Only the count is needed. Count the lines below with the word "beard" in them.

---

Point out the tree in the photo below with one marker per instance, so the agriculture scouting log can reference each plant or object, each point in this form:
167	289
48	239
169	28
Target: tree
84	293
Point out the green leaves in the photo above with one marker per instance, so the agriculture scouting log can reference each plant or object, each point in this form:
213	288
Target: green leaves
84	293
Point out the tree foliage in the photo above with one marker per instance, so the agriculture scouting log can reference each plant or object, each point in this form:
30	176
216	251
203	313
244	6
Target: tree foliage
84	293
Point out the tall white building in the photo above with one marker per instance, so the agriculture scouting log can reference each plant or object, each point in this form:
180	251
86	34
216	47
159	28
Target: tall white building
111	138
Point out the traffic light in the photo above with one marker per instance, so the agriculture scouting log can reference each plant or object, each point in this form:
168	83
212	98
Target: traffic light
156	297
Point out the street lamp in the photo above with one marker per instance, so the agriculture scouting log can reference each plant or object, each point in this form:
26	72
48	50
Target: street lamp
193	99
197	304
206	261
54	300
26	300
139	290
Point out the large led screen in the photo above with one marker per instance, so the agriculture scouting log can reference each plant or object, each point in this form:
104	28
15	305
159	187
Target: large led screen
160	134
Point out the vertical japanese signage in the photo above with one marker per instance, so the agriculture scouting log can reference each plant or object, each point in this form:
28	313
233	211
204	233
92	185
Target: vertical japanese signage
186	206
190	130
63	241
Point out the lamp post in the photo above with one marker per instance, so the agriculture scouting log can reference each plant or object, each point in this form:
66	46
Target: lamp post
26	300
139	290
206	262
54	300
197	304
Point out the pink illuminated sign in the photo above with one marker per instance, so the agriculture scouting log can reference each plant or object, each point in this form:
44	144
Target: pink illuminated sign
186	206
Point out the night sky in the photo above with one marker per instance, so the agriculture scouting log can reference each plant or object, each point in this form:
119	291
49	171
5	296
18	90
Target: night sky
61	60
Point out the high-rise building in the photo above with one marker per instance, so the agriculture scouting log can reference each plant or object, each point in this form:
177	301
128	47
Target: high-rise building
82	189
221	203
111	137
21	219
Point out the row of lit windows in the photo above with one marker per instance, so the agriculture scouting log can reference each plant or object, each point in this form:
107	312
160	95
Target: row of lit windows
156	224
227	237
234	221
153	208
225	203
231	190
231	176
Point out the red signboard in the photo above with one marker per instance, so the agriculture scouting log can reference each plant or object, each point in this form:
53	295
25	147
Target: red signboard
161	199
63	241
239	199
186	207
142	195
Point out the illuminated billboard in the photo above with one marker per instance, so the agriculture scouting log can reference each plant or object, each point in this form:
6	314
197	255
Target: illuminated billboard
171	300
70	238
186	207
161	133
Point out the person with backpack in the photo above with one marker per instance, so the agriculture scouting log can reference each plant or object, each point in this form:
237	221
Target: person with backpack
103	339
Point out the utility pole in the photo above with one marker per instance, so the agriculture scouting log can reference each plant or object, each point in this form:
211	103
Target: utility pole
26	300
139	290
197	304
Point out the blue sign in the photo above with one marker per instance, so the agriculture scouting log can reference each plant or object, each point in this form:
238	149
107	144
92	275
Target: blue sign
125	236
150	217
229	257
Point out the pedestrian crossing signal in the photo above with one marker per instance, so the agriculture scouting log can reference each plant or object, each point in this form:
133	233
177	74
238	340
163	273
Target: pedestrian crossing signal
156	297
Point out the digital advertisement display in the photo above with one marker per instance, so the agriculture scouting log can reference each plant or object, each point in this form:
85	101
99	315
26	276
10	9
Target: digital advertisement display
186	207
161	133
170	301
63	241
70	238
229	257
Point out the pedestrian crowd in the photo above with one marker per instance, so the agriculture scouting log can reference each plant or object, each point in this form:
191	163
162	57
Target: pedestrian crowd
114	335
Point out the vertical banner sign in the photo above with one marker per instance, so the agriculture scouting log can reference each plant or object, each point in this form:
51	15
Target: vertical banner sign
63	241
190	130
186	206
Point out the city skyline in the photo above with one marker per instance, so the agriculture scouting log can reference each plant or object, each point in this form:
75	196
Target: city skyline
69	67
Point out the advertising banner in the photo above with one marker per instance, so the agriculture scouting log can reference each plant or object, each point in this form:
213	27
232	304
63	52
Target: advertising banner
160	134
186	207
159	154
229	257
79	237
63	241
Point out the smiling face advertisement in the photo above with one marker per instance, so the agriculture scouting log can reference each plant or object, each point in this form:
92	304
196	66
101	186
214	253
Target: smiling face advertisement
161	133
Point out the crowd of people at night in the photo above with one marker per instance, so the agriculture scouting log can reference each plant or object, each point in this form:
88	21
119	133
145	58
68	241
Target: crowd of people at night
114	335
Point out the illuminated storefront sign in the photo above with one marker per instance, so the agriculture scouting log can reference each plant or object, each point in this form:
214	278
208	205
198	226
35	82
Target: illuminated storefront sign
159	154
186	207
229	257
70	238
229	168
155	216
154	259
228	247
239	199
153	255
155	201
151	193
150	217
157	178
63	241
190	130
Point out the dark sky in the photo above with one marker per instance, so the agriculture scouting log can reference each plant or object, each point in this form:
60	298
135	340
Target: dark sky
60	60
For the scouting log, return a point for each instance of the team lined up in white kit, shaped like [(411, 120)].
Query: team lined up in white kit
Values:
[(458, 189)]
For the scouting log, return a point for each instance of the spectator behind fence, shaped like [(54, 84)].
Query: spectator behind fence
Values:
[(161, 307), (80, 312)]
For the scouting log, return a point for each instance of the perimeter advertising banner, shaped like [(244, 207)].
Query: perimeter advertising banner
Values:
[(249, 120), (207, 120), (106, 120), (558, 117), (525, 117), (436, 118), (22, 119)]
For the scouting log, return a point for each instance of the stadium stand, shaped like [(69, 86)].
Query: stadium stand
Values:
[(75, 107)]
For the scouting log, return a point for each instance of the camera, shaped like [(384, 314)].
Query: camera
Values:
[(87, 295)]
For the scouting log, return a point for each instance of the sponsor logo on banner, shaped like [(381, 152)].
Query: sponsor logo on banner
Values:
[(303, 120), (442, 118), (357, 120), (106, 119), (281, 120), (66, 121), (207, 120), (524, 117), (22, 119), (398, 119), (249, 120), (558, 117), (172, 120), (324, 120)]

---

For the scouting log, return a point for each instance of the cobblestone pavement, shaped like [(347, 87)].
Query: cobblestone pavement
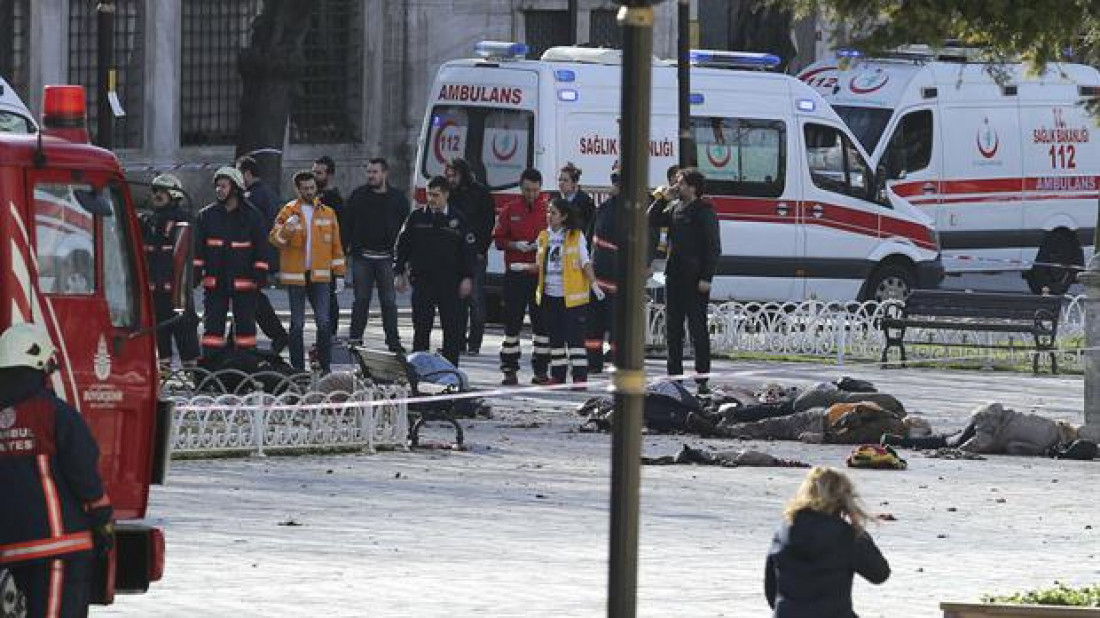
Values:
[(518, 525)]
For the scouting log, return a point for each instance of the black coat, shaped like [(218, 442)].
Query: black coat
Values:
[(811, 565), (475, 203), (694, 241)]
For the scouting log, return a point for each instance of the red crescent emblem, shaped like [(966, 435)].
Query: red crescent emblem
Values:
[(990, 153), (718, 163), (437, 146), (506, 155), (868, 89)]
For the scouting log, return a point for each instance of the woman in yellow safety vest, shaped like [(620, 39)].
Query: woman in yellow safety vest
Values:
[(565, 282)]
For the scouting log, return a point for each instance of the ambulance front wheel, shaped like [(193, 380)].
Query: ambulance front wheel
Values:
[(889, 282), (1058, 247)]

---

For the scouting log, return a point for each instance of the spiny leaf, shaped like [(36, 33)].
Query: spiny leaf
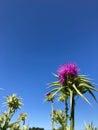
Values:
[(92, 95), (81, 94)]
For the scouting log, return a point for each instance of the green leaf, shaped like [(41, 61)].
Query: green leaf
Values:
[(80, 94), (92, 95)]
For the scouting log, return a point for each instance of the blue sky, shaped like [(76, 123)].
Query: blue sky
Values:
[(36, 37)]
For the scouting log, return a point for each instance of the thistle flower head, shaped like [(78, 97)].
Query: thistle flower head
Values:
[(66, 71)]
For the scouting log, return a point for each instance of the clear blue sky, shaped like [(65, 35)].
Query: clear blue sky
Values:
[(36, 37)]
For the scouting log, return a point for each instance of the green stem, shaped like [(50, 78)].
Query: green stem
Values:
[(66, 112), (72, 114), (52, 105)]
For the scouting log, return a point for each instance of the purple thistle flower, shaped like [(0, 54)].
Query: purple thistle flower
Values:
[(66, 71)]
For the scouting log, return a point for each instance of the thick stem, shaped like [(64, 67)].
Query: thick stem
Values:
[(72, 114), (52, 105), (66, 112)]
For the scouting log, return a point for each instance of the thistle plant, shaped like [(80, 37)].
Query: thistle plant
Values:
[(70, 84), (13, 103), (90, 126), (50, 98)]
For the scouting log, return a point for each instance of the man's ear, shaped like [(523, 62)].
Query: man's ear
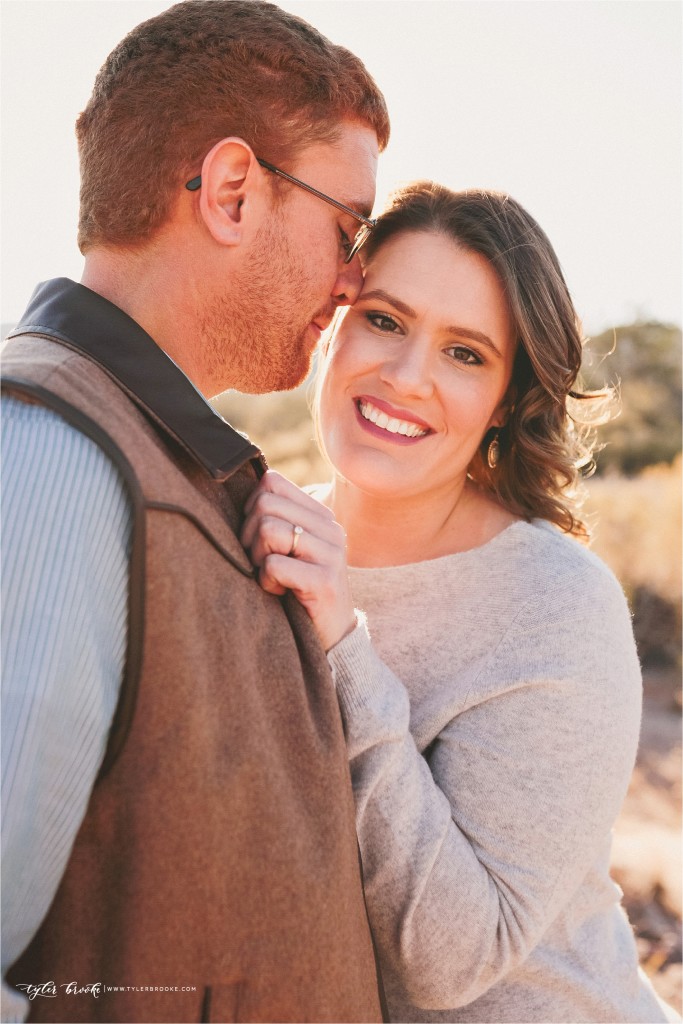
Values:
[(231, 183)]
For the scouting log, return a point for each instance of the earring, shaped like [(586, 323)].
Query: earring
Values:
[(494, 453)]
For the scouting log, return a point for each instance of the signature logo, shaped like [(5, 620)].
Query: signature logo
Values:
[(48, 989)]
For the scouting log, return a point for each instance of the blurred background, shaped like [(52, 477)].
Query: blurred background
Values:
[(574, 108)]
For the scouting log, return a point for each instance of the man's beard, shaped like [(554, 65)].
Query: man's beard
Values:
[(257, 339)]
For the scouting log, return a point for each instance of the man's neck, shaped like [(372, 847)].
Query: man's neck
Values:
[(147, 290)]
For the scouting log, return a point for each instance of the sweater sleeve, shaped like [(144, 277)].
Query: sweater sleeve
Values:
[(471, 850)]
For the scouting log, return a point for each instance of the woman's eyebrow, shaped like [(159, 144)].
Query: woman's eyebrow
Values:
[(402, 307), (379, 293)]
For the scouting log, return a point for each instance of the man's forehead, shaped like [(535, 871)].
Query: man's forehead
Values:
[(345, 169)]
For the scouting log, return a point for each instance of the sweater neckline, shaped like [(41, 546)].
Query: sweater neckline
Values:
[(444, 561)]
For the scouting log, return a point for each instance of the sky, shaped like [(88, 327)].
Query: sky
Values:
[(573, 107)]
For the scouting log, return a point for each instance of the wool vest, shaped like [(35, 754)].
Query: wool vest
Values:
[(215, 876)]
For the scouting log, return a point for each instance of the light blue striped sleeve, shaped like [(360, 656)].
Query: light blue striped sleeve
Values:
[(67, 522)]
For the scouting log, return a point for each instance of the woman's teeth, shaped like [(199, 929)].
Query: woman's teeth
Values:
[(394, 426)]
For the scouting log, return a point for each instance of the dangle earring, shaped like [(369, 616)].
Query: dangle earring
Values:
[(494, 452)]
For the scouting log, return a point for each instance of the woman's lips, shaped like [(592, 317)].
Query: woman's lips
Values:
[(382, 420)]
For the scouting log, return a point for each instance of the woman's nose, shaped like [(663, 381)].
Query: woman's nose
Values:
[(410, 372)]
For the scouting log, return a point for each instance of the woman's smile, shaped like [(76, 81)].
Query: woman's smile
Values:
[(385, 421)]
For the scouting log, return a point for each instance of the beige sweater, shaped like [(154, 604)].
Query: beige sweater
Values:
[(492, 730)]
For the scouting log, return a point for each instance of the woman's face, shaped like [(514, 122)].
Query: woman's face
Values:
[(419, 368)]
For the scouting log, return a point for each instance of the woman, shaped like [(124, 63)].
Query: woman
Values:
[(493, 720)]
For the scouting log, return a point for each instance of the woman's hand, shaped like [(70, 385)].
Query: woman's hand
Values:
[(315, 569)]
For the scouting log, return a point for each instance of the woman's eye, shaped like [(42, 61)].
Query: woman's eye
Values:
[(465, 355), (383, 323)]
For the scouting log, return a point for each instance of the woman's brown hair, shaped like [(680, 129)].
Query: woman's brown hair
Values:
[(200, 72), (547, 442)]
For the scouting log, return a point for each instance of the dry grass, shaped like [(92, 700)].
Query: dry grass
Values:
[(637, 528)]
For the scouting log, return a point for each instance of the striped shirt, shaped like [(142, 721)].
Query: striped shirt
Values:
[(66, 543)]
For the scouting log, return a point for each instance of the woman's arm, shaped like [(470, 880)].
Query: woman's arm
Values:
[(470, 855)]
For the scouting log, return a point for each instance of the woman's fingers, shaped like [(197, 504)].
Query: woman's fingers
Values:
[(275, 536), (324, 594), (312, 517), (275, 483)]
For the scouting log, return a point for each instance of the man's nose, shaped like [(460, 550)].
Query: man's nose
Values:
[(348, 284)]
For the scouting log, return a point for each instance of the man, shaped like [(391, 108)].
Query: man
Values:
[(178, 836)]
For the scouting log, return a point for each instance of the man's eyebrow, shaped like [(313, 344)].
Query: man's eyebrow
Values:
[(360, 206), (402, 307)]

---

[FINAL ANSWER]
2